Records for this exercise:

********

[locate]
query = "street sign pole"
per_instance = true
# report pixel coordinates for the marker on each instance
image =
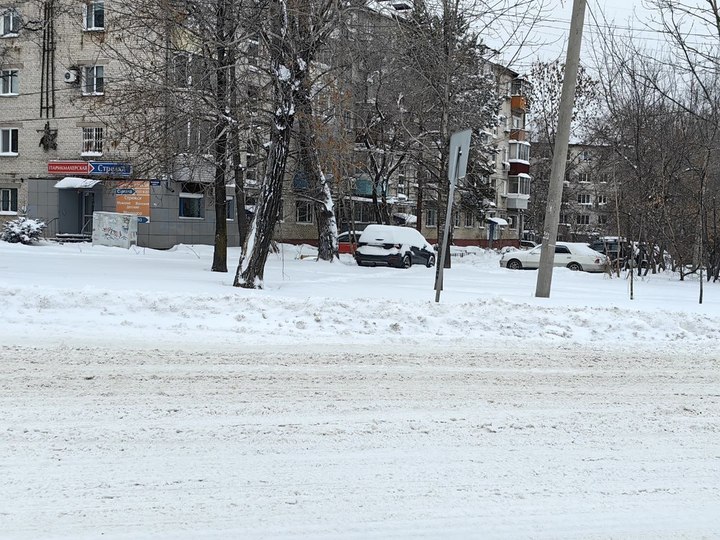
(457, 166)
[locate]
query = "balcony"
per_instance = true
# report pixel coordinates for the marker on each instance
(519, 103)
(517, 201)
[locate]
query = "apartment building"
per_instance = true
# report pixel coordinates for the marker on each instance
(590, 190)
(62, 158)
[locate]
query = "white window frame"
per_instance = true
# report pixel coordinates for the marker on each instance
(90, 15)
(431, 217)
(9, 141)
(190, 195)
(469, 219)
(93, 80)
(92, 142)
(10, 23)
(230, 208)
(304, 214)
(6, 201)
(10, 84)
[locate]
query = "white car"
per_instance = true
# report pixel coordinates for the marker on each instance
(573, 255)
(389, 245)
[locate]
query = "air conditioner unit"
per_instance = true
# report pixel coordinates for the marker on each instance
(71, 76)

********

What is being asked:
Provide an exact copy of the records, excluding every picture.

Answer for this exercise:
[locate]
query = "street sign pole"
per_instance = true
# report pixel coordinates for the marker on each instance
image =
(457, 166)
[locate]
query = "balcony"
per_instance = true
# report pixel coordinates for the marker on each instance
(519, 103)
(517, 201)
[locate]
query = "apartment building"
per_instance = true
# report pixel coordinates for the marker on each instance
(590, 190)
(62, 158)
[locate]
query = "white window frame"
per_instance = true
# report pixel coordinates for the marker on each instance
(90, 15)
(431, 217)
(9, 141)
(190, 195)
(469, 219)
(93, 80)
(92, 142)
(10, 23)
(230, 208)
(304, 214)
(6, 201)
(10, 84)
[locate]
query = "white car"
per_instance = true
# report pixel coordinates for the marker on each instance
(573, 255)
(389, 245)
[locate]
query = "air conditioner unit"
per_instance = true
# report pixel coordinates for the marker on each instance
(71, 76)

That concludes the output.